=== Work item ===
The line containing "annotation. Detect dark" and every line after it, through the last line of the records, are to be transcribed exactly, and nothing else.

Exercise data below:

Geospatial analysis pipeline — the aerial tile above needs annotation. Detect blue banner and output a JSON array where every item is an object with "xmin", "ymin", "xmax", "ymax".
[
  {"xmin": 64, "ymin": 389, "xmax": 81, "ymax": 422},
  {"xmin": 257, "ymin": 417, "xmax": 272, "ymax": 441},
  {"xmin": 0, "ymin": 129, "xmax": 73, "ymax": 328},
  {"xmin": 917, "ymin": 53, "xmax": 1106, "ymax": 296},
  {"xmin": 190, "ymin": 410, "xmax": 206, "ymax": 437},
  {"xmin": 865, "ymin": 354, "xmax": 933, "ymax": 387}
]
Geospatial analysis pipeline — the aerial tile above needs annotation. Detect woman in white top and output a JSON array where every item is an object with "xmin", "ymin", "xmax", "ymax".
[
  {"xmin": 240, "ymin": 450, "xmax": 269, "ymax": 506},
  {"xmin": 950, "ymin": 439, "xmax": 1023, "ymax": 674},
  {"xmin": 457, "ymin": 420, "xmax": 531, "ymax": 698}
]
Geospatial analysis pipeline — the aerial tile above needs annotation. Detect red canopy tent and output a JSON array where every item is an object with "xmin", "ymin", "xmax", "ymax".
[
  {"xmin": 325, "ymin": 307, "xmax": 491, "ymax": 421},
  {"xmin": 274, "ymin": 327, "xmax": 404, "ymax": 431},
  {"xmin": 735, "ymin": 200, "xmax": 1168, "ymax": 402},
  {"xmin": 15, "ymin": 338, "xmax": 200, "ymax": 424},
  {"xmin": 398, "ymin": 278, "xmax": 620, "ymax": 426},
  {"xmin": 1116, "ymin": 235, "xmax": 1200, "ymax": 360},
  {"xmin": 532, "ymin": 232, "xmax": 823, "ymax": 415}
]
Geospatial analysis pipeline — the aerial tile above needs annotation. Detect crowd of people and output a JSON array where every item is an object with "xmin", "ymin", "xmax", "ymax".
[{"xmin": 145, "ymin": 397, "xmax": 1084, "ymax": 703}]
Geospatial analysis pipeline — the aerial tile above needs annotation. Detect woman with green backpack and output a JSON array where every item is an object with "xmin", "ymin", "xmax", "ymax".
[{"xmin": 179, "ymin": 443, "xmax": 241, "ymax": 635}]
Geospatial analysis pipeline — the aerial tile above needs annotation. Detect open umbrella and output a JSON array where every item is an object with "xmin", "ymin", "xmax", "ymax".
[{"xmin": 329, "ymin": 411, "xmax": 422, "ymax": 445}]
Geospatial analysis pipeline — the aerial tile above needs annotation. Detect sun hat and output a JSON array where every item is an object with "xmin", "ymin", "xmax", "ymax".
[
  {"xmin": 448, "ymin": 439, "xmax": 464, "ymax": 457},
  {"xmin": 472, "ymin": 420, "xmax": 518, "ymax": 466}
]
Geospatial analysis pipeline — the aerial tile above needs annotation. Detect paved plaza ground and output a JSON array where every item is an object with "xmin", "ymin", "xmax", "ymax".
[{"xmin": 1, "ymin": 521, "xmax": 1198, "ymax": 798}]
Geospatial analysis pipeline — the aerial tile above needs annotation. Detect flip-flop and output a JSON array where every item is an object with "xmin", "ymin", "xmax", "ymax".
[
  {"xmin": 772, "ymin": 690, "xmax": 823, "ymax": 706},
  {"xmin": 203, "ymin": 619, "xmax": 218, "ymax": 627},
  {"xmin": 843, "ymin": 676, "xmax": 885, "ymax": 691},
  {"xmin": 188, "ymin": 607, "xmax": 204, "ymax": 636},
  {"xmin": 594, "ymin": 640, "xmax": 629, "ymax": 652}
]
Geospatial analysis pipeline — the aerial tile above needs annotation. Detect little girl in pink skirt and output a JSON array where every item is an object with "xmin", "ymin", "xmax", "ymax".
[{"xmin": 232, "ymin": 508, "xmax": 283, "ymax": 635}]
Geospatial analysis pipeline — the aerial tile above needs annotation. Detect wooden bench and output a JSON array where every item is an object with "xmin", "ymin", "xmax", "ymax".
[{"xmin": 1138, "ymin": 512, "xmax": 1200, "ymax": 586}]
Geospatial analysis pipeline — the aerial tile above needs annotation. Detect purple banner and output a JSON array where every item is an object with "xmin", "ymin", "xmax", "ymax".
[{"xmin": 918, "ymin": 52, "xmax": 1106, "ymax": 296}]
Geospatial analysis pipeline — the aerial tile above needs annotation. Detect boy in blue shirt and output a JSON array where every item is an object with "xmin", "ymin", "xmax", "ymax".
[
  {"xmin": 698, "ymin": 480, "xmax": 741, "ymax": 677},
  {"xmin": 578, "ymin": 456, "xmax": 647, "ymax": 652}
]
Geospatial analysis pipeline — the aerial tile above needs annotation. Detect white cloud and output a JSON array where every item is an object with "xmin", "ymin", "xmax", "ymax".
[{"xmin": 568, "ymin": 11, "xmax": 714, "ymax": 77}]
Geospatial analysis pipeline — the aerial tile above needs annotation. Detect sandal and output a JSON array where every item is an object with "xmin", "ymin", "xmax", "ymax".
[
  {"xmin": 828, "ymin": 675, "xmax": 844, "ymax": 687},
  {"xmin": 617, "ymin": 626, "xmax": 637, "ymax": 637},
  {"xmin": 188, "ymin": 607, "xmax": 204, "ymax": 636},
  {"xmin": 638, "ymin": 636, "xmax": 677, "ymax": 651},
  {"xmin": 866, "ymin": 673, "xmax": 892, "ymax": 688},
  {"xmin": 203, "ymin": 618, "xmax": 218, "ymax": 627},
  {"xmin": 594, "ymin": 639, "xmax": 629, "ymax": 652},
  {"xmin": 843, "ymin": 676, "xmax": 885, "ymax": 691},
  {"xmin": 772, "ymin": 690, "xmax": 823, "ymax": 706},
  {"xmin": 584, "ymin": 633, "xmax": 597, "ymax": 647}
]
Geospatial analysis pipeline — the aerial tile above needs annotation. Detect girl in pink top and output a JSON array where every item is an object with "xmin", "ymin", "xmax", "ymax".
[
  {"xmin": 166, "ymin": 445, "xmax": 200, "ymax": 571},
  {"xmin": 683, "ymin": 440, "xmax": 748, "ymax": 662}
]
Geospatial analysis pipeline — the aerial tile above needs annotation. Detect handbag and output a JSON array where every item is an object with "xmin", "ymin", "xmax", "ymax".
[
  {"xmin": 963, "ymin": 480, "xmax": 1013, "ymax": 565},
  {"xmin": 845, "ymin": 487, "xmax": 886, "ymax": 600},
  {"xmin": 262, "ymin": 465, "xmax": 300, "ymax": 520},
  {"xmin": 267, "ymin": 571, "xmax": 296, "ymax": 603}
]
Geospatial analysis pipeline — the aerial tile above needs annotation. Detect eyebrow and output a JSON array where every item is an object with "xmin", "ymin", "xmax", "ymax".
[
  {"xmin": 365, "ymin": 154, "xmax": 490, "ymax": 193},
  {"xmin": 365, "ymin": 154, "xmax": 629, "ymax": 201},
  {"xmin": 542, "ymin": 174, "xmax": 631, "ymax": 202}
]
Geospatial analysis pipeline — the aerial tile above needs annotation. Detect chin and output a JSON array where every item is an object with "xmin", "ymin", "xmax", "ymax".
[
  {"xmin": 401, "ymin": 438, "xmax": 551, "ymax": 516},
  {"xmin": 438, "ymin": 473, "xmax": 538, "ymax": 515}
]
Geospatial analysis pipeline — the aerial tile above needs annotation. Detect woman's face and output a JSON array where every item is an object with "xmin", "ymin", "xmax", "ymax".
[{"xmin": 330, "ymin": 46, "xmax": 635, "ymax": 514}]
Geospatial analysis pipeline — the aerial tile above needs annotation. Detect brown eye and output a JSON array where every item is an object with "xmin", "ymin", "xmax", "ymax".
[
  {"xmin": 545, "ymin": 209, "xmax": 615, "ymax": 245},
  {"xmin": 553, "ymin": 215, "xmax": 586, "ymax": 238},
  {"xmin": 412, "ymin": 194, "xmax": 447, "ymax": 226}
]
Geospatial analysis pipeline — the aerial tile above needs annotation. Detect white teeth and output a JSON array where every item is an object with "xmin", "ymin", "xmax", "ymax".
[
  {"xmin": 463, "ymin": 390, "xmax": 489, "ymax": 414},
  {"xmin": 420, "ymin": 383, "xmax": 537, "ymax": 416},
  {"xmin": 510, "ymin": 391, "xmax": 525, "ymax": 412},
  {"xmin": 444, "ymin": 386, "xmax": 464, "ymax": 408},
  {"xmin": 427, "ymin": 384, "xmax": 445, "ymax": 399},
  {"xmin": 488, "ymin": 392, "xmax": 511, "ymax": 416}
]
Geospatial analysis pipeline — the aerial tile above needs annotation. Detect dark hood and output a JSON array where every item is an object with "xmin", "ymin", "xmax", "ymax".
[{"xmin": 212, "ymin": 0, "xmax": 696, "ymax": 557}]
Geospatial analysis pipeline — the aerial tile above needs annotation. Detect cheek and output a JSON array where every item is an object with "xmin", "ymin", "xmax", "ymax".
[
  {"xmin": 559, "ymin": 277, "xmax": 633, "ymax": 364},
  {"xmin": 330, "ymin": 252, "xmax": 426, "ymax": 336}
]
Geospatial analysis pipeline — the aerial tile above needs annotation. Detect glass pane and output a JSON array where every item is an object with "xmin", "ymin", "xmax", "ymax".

End of Exercise data.

=== Answer space ===
Geospatial analysis pipeline — the aerial tile above needs annotation. Detect dark hood and output a JSON array where every item is an object with "xmin", "ymin", "xmax", "ymax".
[{"xmin": 212, "ymin": 0, "xmax": 696, "ymax": 557}]
Geospatial analysis pipeline — the aerial tile above needs annotation. Detect cheek and output a JSON array where every item is an object with "xmin", "ymin", "xmax", "ymax".
[
  {"xmin": 559, "ymin": 277, "xmax": 633, "ymax": 364},
  {"xmin": 330, "ymin": 252, "xmax": 426, "ymax": 336}
]
Geospatial analysis pipeline — the aerial tile above needs annotation. Detect glass pane and output a JSON array where every item is an object with "xmin", "ymin", "xmax", "ymax".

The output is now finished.